**What is expected**
Each record must be printed again exactly as given.

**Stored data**
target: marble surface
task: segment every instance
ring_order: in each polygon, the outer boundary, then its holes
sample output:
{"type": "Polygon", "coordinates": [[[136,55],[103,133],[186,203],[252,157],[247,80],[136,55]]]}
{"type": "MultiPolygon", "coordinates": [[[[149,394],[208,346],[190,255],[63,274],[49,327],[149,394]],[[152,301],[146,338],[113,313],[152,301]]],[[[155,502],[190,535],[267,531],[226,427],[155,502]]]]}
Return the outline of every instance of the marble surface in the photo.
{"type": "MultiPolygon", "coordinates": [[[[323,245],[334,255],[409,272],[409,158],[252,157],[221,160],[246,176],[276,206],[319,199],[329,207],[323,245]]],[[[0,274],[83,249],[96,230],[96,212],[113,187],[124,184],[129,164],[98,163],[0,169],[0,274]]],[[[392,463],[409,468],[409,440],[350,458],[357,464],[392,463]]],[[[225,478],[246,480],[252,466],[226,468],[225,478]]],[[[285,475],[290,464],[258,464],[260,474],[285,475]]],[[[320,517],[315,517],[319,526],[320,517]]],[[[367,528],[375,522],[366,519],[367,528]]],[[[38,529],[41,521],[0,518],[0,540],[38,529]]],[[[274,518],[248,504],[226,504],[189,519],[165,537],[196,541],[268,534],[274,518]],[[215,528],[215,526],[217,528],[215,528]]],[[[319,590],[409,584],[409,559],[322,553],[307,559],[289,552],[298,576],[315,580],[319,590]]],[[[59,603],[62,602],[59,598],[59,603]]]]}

**Task solution**
target: marble surface
task: segment every instance
ring_order: in each polygon, the outer boundary, then its holes
sample output:
{"type": "Polygon", "coordinates": [[[136,55],[103,133],[186,203],[252,157],[247,80],[136,55]]]}
{"type": "MultiPolygon", "coordinates": [[[[149,394],[208,346],[190,255],[63,274],[49,327],[149,394]],[[152,301],[146,338],[113,313],[152,301]]],[[[155,502],[190,535],[267,531],[226,427],[155,502]]]]}
Return the outline of every instance of the marble surface in the photo.
{"type": "MultiPolygon", "coordinates": [[[[323,245],[334,255],[409,272],[409,158],[252,157],[221,160],[246,176],[276,206],[319,199],[329,207],[323,245]]],[[[0,274],[83,249],[96,230],[96,212],[113,187],[124,184],[129,164],[98,163],[0,169],[0,274]]],[[[392,463],[409,468],[409,440],[350,458],[357,464],[392,463]]],[[[225,478],[246,480],[252,466],[226,468],[225,478]]],[[[285,475],[290,464],[258,464],[260,474],[285,475]]],[[[320,517],[315,517],[319,526],[320,517]]],[[[367,528],[375,522],[366,519],[367,528]]],[[[38,529],[41,521],[0,518],[0,540],[38,529]]],[[[274,518],[248,504],[226,504],[189,519],[165,537],[196,541],[268,534],[274,518]],[[215,528],[215,526],[217,528],[215,528]]],[[[319,590],[409,584],[409,559],[322,553],[307,559],[289,552],[298,576],[315,580],[319,590]]],[[[59,603],[62,602],[59,598],[59,603]]]]}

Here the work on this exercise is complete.